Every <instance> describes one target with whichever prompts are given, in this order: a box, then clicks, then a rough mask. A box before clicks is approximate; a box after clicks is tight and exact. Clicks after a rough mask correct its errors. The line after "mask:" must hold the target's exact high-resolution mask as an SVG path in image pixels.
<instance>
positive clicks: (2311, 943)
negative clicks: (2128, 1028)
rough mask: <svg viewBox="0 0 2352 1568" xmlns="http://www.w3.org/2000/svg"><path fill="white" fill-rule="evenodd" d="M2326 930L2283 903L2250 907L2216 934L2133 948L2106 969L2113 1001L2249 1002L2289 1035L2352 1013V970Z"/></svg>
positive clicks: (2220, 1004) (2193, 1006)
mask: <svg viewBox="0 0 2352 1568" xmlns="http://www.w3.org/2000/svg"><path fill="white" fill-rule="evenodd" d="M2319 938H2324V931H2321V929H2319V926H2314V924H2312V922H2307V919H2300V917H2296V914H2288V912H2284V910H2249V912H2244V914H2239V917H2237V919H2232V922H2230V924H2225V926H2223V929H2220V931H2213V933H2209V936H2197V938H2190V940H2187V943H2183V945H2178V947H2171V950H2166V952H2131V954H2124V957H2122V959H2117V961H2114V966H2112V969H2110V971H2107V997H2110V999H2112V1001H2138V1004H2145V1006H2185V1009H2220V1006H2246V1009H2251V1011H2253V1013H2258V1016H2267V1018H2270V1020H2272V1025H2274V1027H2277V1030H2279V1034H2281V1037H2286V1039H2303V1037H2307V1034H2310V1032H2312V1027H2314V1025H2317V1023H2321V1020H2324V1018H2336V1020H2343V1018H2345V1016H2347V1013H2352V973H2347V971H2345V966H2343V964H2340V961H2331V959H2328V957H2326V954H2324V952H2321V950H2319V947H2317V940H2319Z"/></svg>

Exercise aim: Scan the material above for the word "instance", and copy each line where it appears.

Output of the task:
Every <instance> describes one target with whichever prompts are given, in this order: a box, then clicks, then a rough mask. A box before clicks is approximate; a box after clicks is tight and exact. Clicks after a rough mask correct its errors. The line after "mask:" must hold the target's exact high-resolution mask as an SVG path in image pixels.
<instance>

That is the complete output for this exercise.